On Tue, May 13, 2025 at 07:06:47PM +0900, Byungchul Park wrote:
> I'm happy to see that dept reported a real problem in practice. See:
> 
>    
> https://lore.kernel.org/lkml/[email protected]/#t
>    
> https://lore.kernel.org/lkml/[email protected]/
> 
> I added a document describing dept, that would help you understand what
> dept is and how dept works. You can use dept just with CONFIG_DEPT on
> and by checking dmesg in runtime.
> 
> There are still false positives here and there and some of those are
> already in progress to suppress and the efforts are essencial until it
> gets more stable as lockdep experienced.
> 
> It's worth noting that EXPERIMENTAL in Kconfig is tagged.

I missed thanks for the support and contribution to:

   Harry Yoo <[email protected]>
   Gwan-gyeong Mun <[email protected]>
   Yunseong Kim <[email protected]>
   Yeoreum Yun <[email protected]>

Thank you :)

        Byungchul

> ---
> 
> Hi Linus and folks,
> 
> I've been developing a tool for detecting deadlock possibilities by
> tracking wait/event rather than lock acquisition order to try to cover
> all synchonization machanisms.
> 
> Benefits:
> 
>       0. Works with all lock primitives.
>       1. Works with wait_for_completion()/complete().
>       2. Works with PG_locked.
>       3. Works with swait/wakeup.
>       4. Works with waitqueue.
>       5. Works with wait_bit.
>       6. Multiple reports are allowed.
>       7. Deduplication control on multiple reports.
>       8. Withstand false positives thanks to 7.
>       9. Easy to tag any wait/event.
> 
> Future works:
> 
>       0. To make it more stable.
>       1. To separates dept from lockdep.
>       2. To improves performance in terms of time and space.

Listing:
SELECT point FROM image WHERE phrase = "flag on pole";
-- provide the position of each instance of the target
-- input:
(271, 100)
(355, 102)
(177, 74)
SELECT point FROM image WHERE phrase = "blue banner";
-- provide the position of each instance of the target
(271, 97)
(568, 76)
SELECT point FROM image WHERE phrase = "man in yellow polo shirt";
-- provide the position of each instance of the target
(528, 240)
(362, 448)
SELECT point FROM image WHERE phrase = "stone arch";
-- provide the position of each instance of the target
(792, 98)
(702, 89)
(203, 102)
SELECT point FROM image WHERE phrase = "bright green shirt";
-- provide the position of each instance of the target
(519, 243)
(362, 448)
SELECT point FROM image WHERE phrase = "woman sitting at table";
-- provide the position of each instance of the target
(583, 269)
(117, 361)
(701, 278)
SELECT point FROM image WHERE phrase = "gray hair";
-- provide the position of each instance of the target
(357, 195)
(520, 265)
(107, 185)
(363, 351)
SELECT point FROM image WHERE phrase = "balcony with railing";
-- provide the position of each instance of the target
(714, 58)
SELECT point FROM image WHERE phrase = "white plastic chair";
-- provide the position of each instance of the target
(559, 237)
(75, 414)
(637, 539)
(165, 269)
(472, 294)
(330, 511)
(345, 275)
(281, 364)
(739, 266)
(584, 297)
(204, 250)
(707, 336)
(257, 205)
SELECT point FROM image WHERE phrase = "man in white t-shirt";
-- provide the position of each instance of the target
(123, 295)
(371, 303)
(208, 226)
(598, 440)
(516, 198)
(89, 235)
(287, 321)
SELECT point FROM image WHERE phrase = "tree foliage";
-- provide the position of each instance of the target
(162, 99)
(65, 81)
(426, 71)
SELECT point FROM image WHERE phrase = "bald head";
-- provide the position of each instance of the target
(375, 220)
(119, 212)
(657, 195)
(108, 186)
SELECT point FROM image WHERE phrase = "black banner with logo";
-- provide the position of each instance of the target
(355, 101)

Problems to work on:
[A] According to the dept post, what does someone need to do to use dept?
[B] Carry on writing the dept post from its final line.
You won't need the items for this.

Task answers:
[A] Turn on CONFIG_DEPT and check dmesg at runtime.

[B]
>       3. To use dept as a dependency engine for lockdep.
>       4. To add any missing tags of wait/event in the kernel.
>       5. To deduplicate memory space for stack traces.
> 
> How to interpret reports:
> (See the document in this patchset for more detail.)
> 
>       [S] the start of the event context
>       [W] the wait disturbing the event from being triggered
>       [E] the event that cannot be reachable
> 
> Thanks.
> 
>       Byungchul
> 
> ---
> 
> Changes from v14:
>       1. Rebase on the current latest, v6.15-rc6.
>       2. Refactor dept code.
>       3. With multi event sites for a single wait, even if an event
>          forms a circular dependency, the event can be recovered by
>          other event(or wake up) paths.  Even though informing the
>          circular dependency is worthy but it should be suppressed
>          once informing it, if it doesn't lead an actual deadlock.  So
>          introduce APIs to annotate the relationship between event
>          site and recover site, that are, event_site() and
>          dept_recover_event().
>       4. wait_for_completion() worked with dept map embedded in struct
>          completion.  However, it generates a few false positves since
>          all the waits using the instance of struct completion, share
>          the map and key.  To avoid the false positves, make it not to
>          share the map and key but each wait_for_completion() caller
>          have its own key by default.  Of course, external maps also
>          can be used if needed.
>       5. Fix a bug about hardirq on/off tracing.
>       6. Implement basic unit test for dept.
>       7. Add more supports for dma fence synchronization.
>       8. Add emergency stop of dept e.g. on panic().
>       9. Fix false positives by mmu_notifier_invalidate_*().
>       10. Fix recursive call bug by DEPT_WARN_*() and DEPT_STOP().
>       11. Fix trivial bugs in DEPT_WARN_*() and DEPT_STOP().
>       12. Fix a bug that a spin lock, dept_pool_spin, is used in
>           both contexts of irq disabled and enabled without irq
>           disabled.
>       13. Suppress reports with classes, any of that already have
>           been reported, even though they have different chains but
>           being barely meaningful.
>       14. Print stacktrace of the wait that an event is now waking up,
>           not only stacktrace of the event.
>       15. Make dept aware of lockdep_cmp_fn() that is used to avoid
>           false positives in lockdep so that dept can also avoid them.
>       16. Do do_event() only if there are no ecxts have been
>           delimited.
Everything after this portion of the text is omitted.